WHAT THE EXERCISE ASKS:
What lines in the records below contain the string "background"? Copy every one.

DATA PROVIDED:
■ ■ ■ ■
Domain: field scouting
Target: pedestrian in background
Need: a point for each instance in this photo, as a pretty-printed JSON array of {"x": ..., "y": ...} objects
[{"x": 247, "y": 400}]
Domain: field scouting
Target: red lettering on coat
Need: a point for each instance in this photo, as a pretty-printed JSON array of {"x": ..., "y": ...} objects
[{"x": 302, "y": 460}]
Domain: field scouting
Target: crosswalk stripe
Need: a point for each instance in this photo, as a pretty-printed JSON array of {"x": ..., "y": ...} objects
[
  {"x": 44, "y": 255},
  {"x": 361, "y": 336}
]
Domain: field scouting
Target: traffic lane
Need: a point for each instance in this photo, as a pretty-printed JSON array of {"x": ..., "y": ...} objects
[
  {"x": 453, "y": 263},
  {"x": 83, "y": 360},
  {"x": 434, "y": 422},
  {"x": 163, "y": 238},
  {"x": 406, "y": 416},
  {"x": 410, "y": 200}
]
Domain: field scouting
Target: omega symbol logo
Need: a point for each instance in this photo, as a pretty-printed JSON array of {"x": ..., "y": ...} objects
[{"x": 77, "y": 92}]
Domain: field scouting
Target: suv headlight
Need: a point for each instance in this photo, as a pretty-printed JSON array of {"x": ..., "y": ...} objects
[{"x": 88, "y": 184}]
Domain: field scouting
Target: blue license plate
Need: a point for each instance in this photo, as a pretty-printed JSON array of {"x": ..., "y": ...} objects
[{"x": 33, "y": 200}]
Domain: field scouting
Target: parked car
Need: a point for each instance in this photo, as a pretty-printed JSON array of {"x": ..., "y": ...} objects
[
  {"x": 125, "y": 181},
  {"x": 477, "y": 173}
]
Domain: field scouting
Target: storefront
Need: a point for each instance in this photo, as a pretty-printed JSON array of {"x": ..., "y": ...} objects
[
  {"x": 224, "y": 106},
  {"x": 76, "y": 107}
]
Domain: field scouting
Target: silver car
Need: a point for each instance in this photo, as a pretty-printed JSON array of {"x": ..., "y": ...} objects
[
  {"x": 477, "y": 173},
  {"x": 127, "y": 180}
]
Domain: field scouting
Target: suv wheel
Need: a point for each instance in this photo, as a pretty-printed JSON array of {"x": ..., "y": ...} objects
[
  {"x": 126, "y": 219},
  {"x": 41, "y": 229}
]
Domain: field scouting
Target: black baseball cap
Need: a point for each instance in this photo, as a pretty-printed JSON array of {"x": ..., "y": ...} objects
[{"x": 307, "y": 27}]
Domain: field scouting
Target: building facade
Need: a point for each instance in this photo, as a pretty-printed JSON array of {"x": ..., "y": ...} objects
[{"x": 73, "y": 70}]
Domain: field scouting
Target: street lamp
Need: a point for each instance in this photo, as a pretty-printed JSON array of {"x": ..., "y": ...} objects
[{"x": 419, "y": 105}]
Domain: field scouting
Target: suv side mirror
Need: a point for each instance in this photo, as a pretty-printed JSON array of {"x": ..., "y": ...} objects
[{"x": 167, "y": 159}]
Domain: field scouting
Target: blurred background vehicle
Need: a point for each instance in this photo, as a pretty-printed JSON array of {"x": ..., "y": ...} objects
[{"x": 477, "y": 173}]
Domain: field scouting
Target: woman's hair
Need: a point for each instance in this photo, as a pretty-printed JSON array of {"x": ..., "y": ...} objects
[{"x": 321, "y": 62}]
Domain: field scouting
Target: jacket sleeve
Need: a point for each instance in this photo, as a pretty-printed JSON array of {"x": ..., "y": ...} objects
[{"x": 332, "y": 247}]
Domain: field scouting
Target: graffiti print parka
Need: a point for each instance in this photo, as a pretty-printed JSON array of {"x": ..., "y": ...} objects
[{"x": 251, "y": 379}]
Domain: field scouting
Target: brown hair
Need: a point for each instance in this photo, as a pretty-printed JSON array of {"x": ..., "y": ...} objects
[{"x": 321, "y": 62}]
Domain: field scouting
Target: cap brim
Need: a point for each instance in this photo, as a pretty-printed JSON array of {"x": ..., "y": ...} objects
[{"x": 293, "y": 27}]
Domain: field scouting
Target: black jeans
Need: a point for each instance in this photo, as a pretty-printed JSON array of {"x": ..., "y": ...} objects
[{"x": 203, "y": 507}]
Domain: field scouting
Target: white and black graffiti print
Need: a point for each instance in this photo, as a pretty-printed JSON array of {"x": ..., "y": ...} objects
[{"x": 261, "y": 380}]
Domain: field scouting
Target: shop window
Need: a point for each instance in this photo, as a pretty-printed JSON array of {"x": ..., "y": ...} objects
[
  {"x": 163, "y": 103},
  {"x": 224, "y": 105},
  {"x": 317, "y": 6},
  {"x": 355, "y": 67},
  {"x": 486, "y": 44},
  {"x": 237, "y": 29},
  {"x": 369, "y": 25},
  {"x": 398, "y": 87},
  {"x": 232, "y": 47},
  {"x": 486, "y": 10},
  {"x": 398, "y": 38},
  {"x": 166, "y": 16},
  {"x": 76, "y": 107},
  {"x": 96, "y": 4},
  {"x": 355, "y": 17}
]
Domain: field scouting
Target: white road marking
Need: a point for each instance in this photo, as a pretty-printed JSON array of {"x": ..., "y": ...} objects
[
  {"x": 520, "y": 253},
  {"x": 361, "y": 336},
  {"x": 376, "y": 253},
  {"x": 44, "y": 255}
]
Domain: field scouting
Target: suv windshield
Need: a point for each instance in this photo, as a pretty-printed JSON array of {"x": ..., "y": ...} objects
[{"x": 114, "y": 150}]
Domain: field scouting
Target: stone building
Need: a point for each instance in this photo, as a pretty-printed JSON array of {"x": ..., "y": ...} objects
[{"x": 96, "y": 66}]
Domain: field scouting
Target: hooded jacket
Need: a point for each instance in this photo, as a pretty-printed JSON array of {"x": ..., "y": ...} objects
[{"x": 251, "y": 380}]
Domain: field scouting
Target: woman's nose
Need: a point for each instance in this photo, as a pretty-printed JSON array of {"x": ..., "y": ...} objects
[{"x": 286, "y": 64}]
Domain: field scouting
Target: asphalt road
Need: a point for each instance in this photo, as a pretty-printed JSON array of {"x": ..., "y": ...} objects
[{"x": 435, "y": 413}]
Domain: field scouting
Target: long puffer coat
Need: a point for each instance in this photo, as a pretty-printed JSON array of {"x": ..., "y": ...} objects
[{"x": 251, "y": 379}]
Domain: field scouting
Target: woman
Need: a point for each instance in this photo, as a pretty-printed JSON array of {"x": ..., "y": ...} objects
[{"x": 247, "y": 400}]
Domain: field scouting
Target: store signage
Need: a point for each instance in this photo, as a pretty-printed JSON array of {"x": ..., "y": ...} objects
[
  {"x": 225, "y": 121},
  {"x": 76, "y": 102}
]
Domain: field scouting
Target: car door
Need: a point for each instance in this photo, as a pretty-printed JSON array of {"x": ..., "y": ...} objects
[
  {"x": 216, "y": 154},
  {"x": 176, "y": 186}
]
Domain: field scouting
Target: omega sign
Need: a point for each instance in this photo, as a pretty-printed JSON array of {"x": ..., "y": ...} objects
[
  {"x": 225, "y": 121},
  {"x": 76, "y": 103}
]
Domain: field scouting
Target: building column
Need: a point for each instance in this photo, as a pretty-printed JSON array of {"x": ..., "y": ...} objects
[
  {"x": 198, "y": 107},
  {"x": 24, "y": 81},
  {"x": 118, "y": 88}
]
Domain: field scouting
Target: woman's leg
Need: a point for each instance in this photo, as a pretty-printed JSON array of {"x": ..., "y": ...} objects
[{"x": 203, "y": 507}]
■ ■ ■ ■
ANSWER SECTION:
Target: pedestrian in background
Target: blurred background vehicle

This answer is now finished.